TASKS FOR THIS EXERCISE.
1) In the NbClust question, how many rows does the data set have?
2) Please carry on the NbClust question from the point where it stops.

EXCERPT PROVIDED.
____

# NbClust with large data sets. Sampling?

I have a data set which is 3 columns and about 50,000 rows. I am trying to do some cluster analysis and would like to speed it up. Most examples online use data sets like iris which are relatively tiny. Take the following code:

nb <- NbClust(d, distance = "euclidean", min.nc = 2, max.nc = 30, method = "complete", index ="all")


This has been running for 24 hours so far on a server with 32 cores and 100 gig of ram, although only one core will be being used.

There doesn't seem to be a way of doing any parallel processing unless I use a loop that tackles each index choice individually. That will speed up process considerably. However the real issue is size of the data. And 50,000 rows is hardly 'Big data'.

It seems using samples to speed up the process is a good idea. Like how clara is much faster than pam.

My question is, if I were to take samples and run NbClust, what size should the samples be and how many samples are sufficient?

I'd like the answer as a proportion of n - the number of total rows, such that this answer scales.

A final note would be that before doing any of this work, I would run clustend (or hopkins) to check the Hopkin's statistic to see if clustering even makes sense.

____

COLLECTED MATERIAL.
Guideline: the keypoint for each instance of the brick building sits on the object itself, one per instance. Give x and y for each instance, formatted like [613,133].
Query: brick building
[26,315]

____

FINAL RESULTS.
1) About 50,000 rows.

2)
I have run:

clustend <- get_clust_tendency(scale(d), 5000)

But on large data sets this will also take a long time and I'm not sure if using samples like my above idea is wise or if you should really test the whole set to be sure. I'm also not sure if 5000 was the right number to choose, I'd seen examples where the number chosen was roughly 1/3 of the size of the data set, however these sets were under 300 rows and the choice hadn't been explained well.

Sample data:

 set.seed(123)
d <- data.frame(x = unlist(lapply(1:500, function(i) rnorm(100, runif(1)*2^2))),
y = unlist(lapply(1:500, function(i) rnorm(100, runif(1)*2^2))),
z = unlist(lapply(1:500, function(i) rnorm(100, runif(1)*2^2))))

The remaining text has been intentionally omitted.